PASSAGE SHOWN.
_ _ _ _

Whenever a genre fan hears the name Lucio Fulci, a river of blood red gore caked with brains comes streaming into their mind's eye, viscera and maggots infesting ever last liquid slop pot drop full. From the pancake-faced living dead of Zombie to the befuddling bayou balderdash of The Beyond, Fulci favored films where wounds and goons are part and parcel of the storytelling language. Having never met an eyeball he couldn't impale with a sharp object in extreme close-up and deliberate slow motion, Fulci used guts and grue as a way to move terror out of the esoteric and back into the devil's vertebrae, where it belonged. Fulci formulated his own sub-genre of scary – the physiological horror film – and avoided coherent narrative concepts to make sure his nightmare images filled the screen. So it comes as a surprise to many fright fans that Fulci helmed Westerns, Comedies and even a perplexing peplum (the Italian demarcation for sand and sandal epics) called Conquest. Muscle clad men in Speed-O sized loincloths fighting fiends of unknown supernatural origin, while maintaining a sincere level of non-erotic male bonding just doesn't seem like the kind of subject matter that this Mediterranean manufacturer of the macabre would leap all over. But Fulci was always, first and foremost, an exploitation maven, and in 1983 with Conan barbarianing his way to international box-office gold, opportunity knocked. Time to rev up the rip-off machine and make bodybuilder bullstuff while the irony is hot (it was the Italians, after all, who invented these pec-fests).

_ _ _ _

MATERIAL PROVIDED.
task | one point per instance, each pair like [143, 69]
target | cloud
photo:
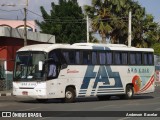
[33, 5]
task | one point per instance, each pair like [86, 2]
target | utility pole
[87, 29]
[129, 29]
[25, 23]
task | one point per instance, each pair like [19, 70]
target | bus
[68, 72]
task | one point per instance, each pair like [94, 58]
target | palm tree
[100, 13]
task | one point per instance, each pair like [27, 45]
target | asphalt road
[84, 108]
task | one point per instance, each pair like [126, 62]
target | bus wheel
[129, 92]
[42, 100]
[70, 95]
[104, 97]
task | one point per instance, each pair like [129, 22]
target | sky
[16, 11]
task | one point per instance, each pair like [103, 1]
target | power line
[10, 10]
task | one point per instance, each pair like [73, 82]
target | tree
[65, 21]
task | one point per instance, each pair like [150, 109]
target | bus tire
[42, 100]
[129, 92]
[70, 95]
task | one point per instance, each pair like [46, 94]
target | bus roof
[95, 46]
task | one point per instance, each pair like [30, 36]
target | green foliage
[65, 21]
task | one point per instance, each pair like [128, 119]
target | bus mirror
[40, 65]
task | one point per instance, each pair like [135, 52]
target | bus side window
[139, 58]
[150, 59]
[117, 58]
[94, 58]
[102, 58]
[124, 58]
[77, 60]
[132, 58]
[145, 59]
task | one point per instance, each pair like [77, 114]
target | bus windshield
[27, 66]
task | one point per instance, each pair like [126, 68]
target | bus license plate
[24, 93]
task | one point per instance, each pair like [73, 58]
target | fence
[5, 78]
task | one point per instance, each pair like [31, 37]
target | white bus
[47, 71]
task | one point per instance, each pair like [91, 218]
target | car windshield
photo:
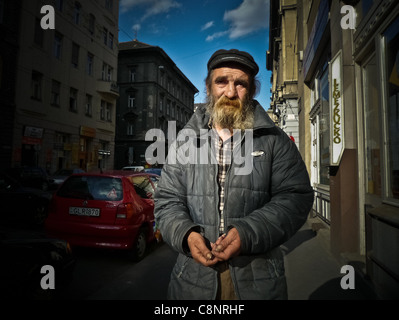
[92, 187]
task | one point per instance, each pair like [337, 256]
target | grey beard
[244, 120]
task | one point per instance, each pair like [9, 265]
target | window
[88, 107]
[36, 85]
[132, 74]
[391, 46]
[73, 100]
[131, 100]
[107, 72]
[111, 41]
[109, 4]
[89, 64]
[55, 93]
[1, 11]
[76, 12]
[372, 128]
[102, 110]
[108, 112]
[161, 103]
[39, 33]
[57, 45]
[75, 55]
[92, 23]
[105, 36]
[130, 129]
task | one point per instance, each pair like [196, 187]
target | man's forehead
[230, 72]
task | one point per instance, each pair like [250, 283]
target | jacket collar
[200, 119]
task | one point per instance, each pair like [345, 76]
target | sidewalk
[312, 271]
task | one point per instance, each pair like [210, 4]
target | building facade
[9, 28]
[154, 94]
[66, 85]
[348, 84]
[282, 61]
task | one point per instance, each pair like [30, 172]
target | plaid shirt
[223, 152]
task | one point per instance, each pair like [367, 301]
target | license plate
[91, 212]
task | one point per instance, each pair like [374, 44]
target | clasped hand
[225, 247]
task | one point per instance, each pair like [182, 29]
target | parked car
[24, 253]
[60, 175]
[133, 168]
[22, 205]
[156, 171]
[33, 177]
[112, 209]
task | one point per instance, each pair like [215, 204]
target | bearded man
[227, 227]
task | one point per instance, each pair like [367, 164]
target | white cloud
[216, 35]
[153, 7]
[250, 16]
[207, 25]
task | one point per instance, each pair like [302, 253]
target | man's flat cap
[233, 55]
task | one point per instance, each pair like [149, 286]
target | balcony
[108, 88]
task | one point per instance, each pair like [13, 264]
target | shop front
[377, 77]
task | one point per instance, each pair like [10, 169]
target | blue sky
[189, 31]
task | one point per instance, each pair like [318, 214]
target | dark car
[32, 265]
[156, 171]
[22, 205]
[32, 177]
[60, 175]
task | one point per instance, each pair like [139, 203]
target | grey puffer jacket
[267, 206]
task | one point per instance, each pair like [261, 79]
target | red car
[112, 209]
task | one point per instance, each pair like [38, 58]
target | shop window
[73, 100]
[391, 44]
[320, 115]
[37, 78]
[55, 93]
[372, 128]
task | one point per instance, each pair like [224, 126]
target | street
[104, 274]
[311, 270]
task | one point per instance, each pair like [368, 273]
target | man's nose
[231, 91]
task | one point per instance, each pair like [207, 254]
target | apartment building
[66, 85]
[9, 29]
[154, 93]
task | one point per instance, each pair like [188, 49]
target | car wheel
[39, 213]
[139, 248]
[45, 186]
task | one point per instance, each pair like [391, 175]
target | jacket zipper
[232, 273]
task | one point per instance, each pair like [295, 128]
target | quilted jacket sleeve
[171, 212]
[291, 201]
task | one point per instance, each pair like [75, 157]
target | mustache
[224, 101]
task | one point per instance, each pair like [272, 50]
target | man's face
[229, 103]
[230, 82]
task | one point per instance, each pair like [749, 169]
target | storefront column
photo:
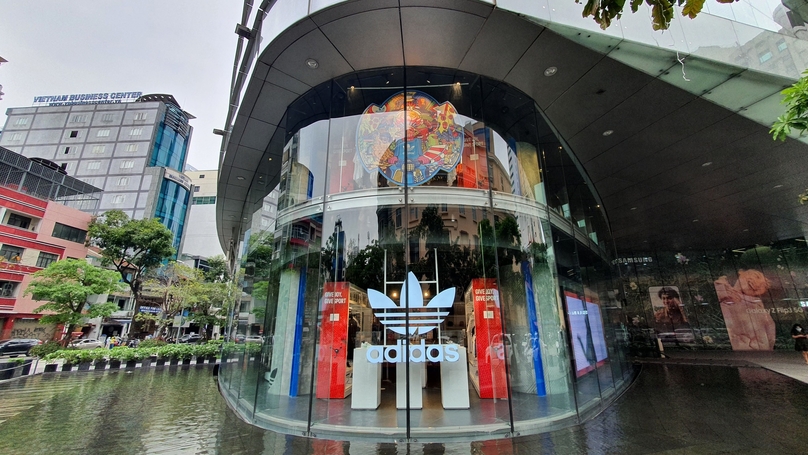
[7, 326]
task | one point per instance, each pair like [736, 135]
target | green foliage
[796, 116]
[662, 11]
[151, 343]
[218, 271]
[65, 286]
[46, 348]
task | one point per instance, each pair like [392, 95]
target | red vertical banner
[490, 346]
[333, 352]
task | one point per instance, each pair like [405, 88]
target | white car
[86, 344]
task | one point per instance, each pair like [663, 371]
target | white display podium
[454, 382]
[367, 380]
[417, 372]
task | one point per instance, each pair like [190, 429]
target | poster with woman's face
[666, 302]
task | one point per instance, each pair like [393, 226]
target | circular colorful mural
[433, 140]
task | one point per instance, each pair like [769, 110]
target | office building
[462, 188]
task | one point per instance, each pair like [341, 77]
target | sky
[181, 47]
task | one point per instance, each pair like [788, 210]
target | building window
[11, 253]
[69, 233]
[22, 222]
[46, 259]
[8, 288]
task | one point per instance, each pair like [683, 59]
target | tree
[131, 246]
[796, 116]
[65, 286]
[662, 11]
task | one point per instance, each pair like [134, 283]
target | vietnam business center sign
[418, 318]
[86, 98]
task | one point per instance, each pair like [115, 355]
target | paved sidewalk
[787, 363]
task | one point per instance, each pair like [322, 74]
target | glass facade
[171, 140]
[172, 207]
[440, 268]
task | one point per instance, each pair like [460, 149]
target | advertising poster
[749, 323]
[586, 330]
[333, 353]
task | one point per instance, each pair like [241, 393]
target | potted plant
[116, 356]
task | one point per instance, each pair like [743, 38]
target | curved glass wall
[172, 206]
[439, 269]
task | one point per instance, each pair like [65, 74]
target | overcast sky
[182, 47]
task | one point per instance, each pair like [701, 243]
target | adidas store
[440, 266]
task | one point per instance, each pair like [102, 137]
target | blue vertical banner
[533, 325]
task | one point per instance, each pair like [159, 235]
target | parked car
[190, 338]
[86, 344]
[18, 346]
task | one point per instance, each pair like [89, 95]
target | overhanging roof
[650, 173]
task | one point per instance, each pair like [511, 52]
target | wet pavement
[683, 405]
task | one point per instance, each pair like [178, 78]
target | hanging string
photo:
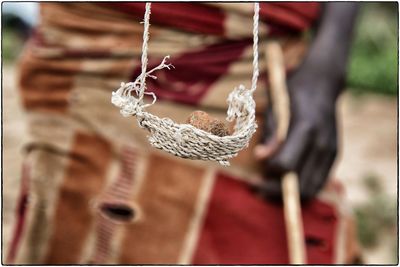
[255, 47]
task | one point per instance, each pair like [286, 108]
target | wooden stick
[293, 219]
[290, 186]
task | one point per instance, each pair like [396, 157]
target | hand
[311, 144]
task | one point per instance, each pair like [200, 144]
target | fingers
[314, 171]
[290, 156]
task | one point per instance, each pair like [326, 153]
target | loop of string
[172, 137]
[144, 58]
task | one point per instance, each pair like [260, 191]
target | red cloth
[240, 228]
[200, 18]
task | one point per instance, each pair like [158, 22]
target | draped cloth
[187, 212]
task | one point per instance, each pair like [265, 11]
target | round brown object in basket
[203, 121]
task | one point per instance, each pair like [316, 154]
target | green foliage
[373, 63]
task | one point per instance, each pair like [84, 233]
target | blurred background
[367, 162]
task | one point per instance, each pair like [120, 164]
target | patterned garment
[81, 150]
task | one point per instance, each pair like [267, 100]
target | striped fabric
[82, 151]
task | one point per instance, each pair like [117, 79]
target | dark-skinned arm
[311, 145]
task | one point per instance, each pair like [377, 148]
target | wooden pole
[290, 185]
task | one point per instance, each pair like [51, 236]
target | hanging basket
[185, 140]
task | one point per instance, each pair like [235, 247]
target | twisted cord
[144, 49]
[255, 47]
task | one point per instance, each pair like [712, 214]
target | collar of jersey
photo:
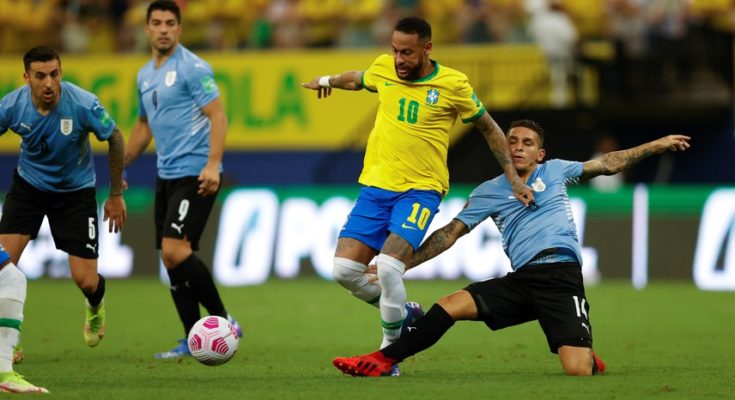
[431, 75]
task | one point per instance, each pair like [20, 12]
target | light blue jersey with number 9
[171, 97]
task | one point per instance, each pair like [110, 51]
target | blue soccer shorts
[378, 212]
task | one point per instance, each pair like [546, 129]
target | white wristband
[324, 81]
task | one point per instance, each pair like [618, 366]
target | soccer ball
[213, 340]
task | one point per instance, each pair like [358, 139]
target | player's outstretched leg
[13, 382]
[598, 367]
[18, 355]
[413, 313]
[94, 323]
[12, 298]
[94, 312]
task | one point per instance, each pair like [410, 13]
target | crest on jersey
[538, 185]
[432, 96]
[67, 125]
[170, 78]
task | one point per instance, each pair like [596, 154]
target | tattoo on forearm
[437, 243]
[116, 160]
[612, 163]
[495, 139]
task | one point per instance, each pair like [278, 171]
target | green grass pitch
[668, 341]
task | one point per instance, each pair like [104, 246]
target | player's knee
[346, 272]
[390, 269]
[578, 363]
[13, 283]
[171, 257]
[87, 283]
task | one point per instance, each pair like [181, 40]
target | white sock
[351, 275]
[13, 287]
[393, 298]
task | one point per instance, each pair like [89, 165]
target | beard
[413, 73]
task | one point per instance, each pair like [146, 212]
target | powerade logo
[714, 259]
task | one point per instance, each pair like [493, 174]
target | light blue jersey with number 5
[55, 154]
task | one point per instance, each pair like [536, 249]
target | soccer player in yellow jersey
[405, 174]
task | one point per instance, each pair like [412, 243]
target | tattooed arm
[115, 210]
[499, 146]
[616, 161]
[351, 80]
[439, 241]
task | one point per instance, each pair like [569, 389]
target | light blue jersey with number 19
[530, 232]
[171, 97]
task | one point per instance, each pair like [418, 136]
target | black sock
[428, 330]
[95, 298]
[203, 285]
[183, 295]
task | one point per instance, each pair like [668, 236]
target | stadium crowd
[675, 41]
[117, 25]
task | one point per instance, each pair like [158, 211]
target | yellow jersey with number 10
[407, 148]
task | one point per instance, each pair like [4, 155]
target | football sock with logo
[183, 295]
[13, 285]
[95, 298]
[351, 275]
[392, 297]
[203, 285]
[423, 334]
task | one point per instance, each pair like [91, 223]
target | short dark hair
[414, 25]
[39, 54]
[532, 125]
[163, 5]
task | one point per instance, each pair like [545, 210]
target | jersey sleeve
[477, 209]
[200, 80]
[468, 105]
[570, 170]
[99, 120]
[141, 107]
[369, 77]
[3, 117]
[480, 205]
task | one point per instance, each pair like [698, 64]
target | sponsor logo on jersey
[538, 185]
[170, 78]
[208, 84]
[67, 126]
[432, 96]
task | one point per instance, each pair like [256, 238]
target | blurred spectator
[607, 183]
[443, 15]
[359, 19]
[25, 24]
[669, 29]
[553, 30]
[285, 23]
[628, 32]
[321, 20]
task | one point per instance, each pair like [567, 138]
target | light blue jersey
[171, 98]
[530, 232]
[55, 154]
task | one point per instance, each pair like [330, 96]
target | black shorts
[72, 216]
[181, 213]
[553, 294]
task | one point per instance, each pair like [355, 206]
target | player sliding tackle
[541, 242]
[405, 171]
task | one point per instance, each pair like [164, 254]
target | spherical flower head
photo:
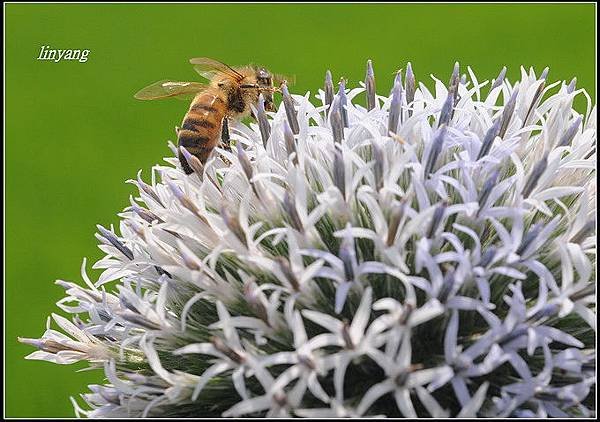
[427, 254]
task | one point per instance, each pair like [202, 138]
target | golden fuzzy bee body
[200, 131]
[228, 96]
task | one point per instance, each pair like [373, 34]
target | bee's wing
[208, 68]
[167, 88]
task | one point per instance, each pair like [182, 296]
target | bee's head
[264, 79]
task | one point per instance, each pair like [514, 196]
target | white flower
[430, 253]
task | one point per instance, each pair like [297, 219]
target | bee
[227, 96]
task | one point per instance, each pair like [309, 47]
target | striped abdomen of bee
[200, 131]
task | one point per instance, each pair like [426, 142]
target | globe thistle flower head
[426, 254]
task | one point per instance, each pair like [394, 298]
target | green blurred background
[74, 133]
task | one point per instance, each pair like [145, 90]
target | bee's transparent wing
[208, 68]
[167, 88]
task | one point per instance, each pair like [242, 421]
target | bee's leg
[225, 140]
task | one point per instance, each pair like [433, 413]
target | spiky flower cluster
[430, 254]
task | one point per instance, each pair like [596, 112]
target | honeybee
[228, 95]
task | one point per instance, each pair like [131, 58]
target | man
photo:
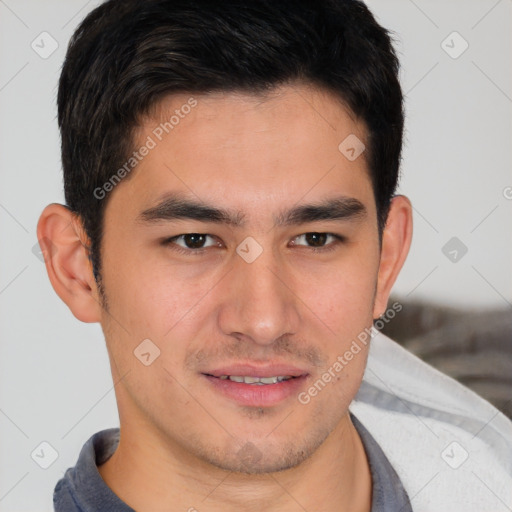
[231, 222]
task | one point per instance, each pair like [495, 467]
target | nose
[259, 303]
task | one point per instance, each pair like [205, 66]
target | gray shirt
[83, 490]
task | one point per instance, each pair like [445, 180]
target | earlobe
[64, 246]
[396, 240]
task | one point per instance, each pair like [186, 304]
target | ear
[396, 240]
[65, 249]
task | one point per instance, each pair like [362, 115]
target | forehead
[249, 150]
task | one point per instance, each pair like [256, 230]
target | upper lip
[251, 370]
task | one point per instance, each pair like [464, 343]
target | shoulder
[451, 448]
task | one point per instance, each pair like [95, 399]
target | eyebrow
[175, 207]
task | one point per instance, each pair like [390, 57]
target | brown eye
[316, 239]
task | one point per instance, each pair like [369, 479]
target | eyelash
[324, 249]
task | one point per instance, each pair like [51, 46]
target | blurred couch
[474, 347]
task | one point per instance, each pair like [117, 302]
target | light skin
[183, 443]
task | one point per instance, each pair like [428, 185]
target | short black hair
[126, 55]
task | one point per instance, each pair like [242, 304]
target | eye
[318, 241]
[192, 242]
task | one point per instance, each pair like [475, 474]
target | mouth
[257, 387]
[257, 381]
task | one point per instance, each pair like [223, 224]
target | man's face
[257, 292]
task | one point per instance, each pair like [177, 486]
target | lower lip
[255, 395]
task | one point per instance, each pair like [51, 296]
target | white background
[55, 384]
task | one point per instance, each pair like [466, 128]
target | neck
[148, 473]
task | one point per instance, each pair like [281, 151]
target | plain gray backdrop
[55, 383]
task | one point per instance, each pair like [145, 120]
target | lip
[254, 395]
[251, 370]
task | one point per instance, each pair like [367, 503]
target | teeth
[256, 380]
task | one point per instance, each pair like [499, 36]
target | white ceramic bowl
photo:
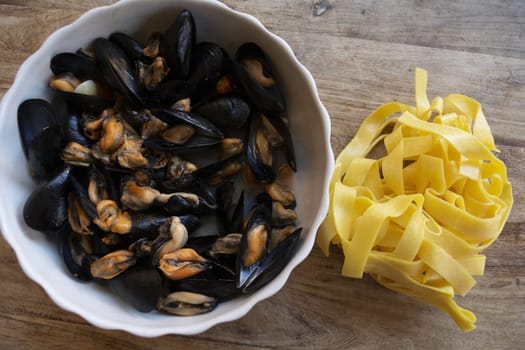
[310, 126]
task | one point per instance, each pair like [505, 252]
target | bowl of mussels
[165, 165]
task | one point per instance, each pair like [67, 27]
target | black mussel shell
[76, 258]
[206, 65]
[230, 214]
[197, 142]
[145, 224]
[41, 138]
[82, 195]
[217, 282]
[46, 208]
[191, 222]
[81, 66]
[117, 70]
[269, 101]
[265, 173]
[84, 68]
[279, 124]
[201, 125]
[73, 131]
[34, 115]
[226, 112]
[169, 92]
[273, 263]
[140, 286]
[131, 47]
[43, 154]
[79, 103]
[261, 214]
[177, 44]
[224, 194]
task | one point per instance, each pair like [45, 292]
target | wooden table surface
[362, 54]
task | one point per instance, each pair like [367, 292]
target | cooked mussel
[255, 240]
[79, 81]
[226, 112]
[182, 263]
[186, 303]
[165, 145]
[131, 47]
[254, 77]
[201, 125]
[259, 153]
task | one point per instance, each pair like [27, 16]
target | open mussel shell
[81, 66]
[254, 77]
[273, 263]
[279, 125]
[186, 303]
[259, 153]
[226, 112]
[177, 44]
[197, 142]
[207, 63]
[201, 125]
[84, 68]
[41, 138]
[131, 47]
[117, 70]
[79, 250]
[72, 130]
[216, 282]
[255, 241]
[140, 286]
[34, 115]
[46, 208]
[169, 92]
[88, 103]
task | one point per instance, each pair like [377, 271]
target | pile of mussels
[171, 203]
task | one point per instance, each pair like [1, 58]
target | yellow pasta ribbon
[417, 218]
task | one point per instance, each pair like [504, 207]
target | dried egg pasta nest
[417, 218]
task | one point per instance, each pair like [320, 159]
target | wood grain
[362, 54]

_ _ _ _

DIRECTIONS FOR THIS TASK.
Do the following statements agree with the passage about Lucio Fulci? For each, answer yes or no and quote the words of the passage that decide it.
1. Fulci directed Westerns and comedies as well as horror films.
2. Fulci built his horror films around coherent narratives.
3. The passage describes Fulci as, above all, an exploitation filmmaker.

TASK OUTPUT.
1. Yes: "Fulci helmed Westerns, Comedies and even a perplexing peplum"
2. No: "avoided coherent narrative concepts to make sure his nightmare images filled the screen"
3. Yes: "Fulci was always, first and foremost, an exploitation maven"